• **Testo estratto**
Non sono solo la morte di Togliatti e il cambio di leadership a
introdurre maggiore liberta interpretativa (5): il contesto
internazionale e mutato. Da un lato, il rapporto con il PCUS,
gradualmente si allenta. (6) Dall'altro, l'anno successivo al
decesso di Togliatti l'escalation della guerra in Vietnam raggiunge
l'apice, prima con i bombardamenti massicci sul Nord, poi con la
decisione degli Stati Uniti di passare all'intervento diretto, e
questo induce i comunisti italiani a accentuare la lettura classista
delle relazioni internazionali e, di conseguenza,
l'antiamericanismo e il "terzomondismo" (Pons,
L'URSS e il PCI 30).
Questi cambiamenti si riflettono sul modo in cui
"Rinascita" affronta il tema della prima guerra mondiale nelle
annate 1964, 1965, 1967 e 1968, nelle quali si trovano ben 37 interventi
che parlano del conflitto. Rispetto ai due decenni precedenti, emerge
subito la differenza quantitativa (gli articoli sono ben piu numerosi),
ma la differenza e anche qualitativa: il conflitto e l'oggetto
principale di numerosi interventi. Soprattutto, si notano un impegno
intellettuale e un livello di approfondimento molto superiori rispetto
ai decenni precedenti. A questo non e estraneo il fatto che, nella
grande maggioranza dei casi, gli autori degli interventi non sono veri e
propri politici, ma storici di primo piano, talora membri del PCI,
talora semplici "compagni di strada".

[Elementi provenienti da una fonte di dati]
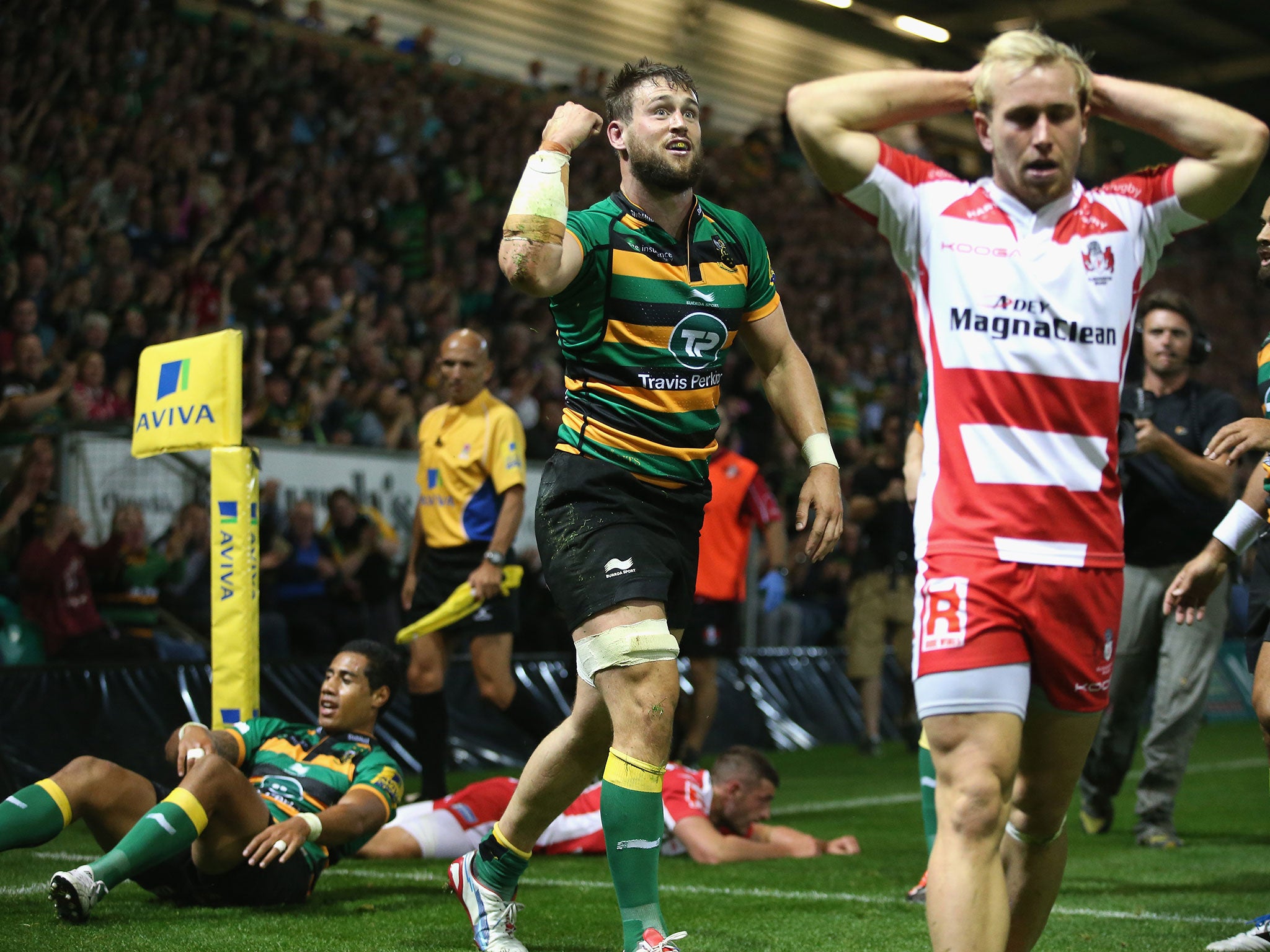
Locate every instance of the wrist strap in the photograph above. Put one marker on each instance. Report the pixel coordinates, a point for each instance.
(180, 734)
(1240, 527)
(314, 827)
(818, 448)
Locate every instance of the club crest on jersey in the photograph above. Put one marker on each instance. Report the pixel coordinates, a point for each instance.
(726, 258)
(1099, 263)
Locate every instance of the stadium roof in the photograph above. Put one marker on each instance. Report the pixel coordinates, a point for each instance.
(1219, 47)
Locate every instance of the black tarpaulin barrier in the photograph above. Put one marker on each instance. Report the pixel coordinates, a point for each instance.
(785, 699)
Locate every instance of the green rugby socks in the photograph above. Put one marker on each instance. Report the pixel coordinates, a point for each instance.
(167, 829)
(926, 769)
(498, 865)
(33, 815)
(630, 810)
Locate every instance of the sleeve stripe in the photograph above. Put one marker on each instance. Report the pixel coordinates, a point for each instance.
(763, 310)
(388, 808)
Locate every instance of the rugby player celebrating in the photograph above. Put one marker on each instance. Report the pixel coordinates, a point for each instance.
(1024, 287)
(648, 288)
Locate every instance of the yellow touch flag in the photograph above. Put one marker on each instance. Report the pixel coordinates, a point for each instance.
(190, 395)
(235, 586)
(459, 606)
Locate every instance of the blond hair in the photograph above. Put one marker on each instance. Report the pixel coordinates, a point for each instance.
(1023, 50)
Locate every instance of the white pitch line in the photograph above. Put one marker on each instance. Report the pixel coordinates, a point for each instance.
(821, 806)
(24, 890)
(757, 892)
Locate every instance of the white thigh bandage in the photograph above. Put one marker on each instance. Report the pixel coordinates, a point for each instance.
(1028, 839)
(437, 832)
(625, 645)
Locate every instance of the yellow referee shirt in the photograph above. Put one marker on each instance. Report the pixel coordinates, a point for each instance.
(469, 456)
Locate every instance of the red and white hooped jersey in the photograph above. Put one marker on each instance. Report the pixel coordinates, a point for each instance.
(478, 806)
(685, 792)
(1025, 322)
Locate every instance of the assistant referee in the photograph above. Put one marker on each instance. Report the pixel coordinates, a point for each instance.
(471, 498)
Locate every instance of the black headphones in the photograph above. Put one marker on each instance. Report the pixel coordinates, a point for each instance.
(1202, 345)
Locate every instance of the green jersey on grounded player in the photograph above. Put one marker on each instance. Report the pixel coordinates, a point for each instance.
(259, 813)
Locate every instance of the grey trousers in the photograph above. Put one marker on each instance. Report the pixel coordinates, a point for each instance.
(1178, 659)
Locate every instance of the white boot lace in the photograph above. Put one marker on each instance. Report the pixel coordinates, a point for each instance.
(507, 918)
(665, 945)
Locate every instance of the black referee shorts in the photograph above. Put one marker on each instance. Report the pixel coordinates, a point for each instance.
(606, 537)
(441, 571)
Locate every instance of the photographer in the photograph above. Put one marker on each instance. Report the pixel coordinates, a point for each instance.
(1173, 500)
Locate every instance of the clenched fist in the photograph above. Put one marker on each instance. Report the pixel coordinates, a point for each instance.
(572, 125)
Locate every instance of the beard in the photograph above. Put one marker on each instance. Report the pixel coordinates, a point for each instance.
(657, 172)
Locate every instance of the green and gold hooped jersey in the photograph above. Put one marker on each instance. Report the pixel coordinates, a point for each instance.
(300, 769)
(644, 330)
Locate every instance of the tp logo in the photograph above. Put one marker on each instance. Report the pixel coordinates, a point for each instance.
(698, 339)
(173, 377)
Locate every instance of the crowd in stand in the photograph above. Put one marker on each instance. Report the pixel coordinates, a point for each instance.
(163, 177)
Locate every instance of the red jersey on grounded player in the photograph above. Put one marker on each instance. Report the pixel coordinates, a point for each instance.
(685, 792)
(738, 499)
(1025, 323)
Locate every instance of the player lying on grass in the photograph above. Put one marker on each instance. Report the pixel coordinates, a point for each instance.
(260, 810)
(716, 816)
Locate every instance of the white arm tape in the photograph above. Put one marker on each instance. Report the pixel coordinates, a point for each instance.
(1240, 527)
(818, 450)
(625, 645)
(180, 734)
(541, 191)
(314, 827)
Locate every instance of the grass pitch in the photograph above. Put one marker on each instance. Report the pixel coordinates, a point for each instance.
(1116, 896)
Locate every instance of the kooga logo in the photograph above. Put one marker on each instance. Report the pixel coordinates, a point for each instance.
(173, 379)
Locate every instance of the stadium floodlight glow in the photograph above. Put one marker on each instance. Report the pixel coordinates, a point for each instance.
(921, 29)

• **Istruzioni**
[A] Secondo il brano su «Rinascita» e la prima guerra mondiale, quanti interventi sul conflitto compaiono nelle annate 1964, 1965, 1967 e 1968?
[B] Estrai dal brano su «Rinascita» e la prima guerra mondiale il passo che comincia con "Non sono solo" e finisce con "il PCI 30).", copiandolo senza alcuna modifica.
[C] Prosegui il brano su «Rinascita» e la prima guerra mondiale dal punto in cui si ferma.

• **Risposte**
[A] 37 interventi.

[B]
Non sono solo la morte di Togliatti e il cambio di leadership a
introdurre maggiore liberta interpretativa (5): il contesto
internazionale e mutato. Da un lato, il rapporto con il PCUS,
gradualmente si allenta. (6) Dall'altro, l'anno successivo al
decesso di Togliatti l'escalation della guerra in Vietnam raggiunge
l'apice, prima con i bombardamenti massicci sul Nord, poi con la
decisione degli Stati Uniti di passare all'intervento diretto, e
questo induce i comunisti italiani a accentuare la lettura classista
delle relazioni internazionali e, di conseguenza,
l'antiamericanismo e il "terzomondismo" (Pons,
L'URSS e il PCI 30).

[C]
Osserviamo quindi che negli anni sessanta, il giudizio sulla Grande
Guerra e ancora piu negativo e viene espresso in maniera ancora piu
netta. Ecco perche: 1) si tratto di una guerra imperialistica (Spriano,
Il "no" alla socialdemocrazia 5; Lepre, Ipartiti socialisti
europei 22; Lepre, Il revisionismo in Italia 29; Longo, Un grave
pericolo 2; Spriano, Zimmerwald 19; Secchia, Il no di Liebknecht 28); 2)
fu una guerra inutile (Longo, Un grave pericolo 2; Spriano, Isonzo 1917
28); 3) la guerra dissanguo il popolo e rovino l'Italia (Longo, Un
grave pericolo 2); 4) l'Italia fu coinvolta attraverso menzogne e
pretesti (Longo, Un grave pericolo 2); 5) la guerra fu imposta da una
minoranza alla maggioranza degli Italiani (De Felice, Caporetto perche?
25), come prova "la estrema ristrettezza della base democratica di
potere" in Italia alla vigilia della Grande Guerra (Spriano,
L'Italia neutrale 28).
Questa critica radicale diventa ancora piu impietosa quando si
tratta di valutare il comportamento e le scelte degli alti ufficiali
delle forze armate italiane, a cominciare dai membri dello stato
maggiore dell'esercito. I collaboratori di "Rinascita"
attaccano duramente gli ufficiali per la loro mancanza di umanita,
l'incompetenza e gli errori commessi (Alatri, Caporetto 22-23;
Lepre, Recensione di Emilio Faldella, La Grande Guerra. Le battaglie
dell'Isonzo 18), nonche per l'atteggiamento sterilmente e
pericolosamente romantico e retorico, che li portava a declamare
vanamente "sull'Idea della Vittoria" (Ferrata, Un anno
sull'Altipiano 23). Non sorprende dunque che le cause della
disfatta di Caporetto siano "tutte riconducibili alla condotta
della guerra dall'alto, col logorio, la rabbia, la insopportabilita
che aveva oramai generato nella truppa" (Spriano, Isonzo 1917 29).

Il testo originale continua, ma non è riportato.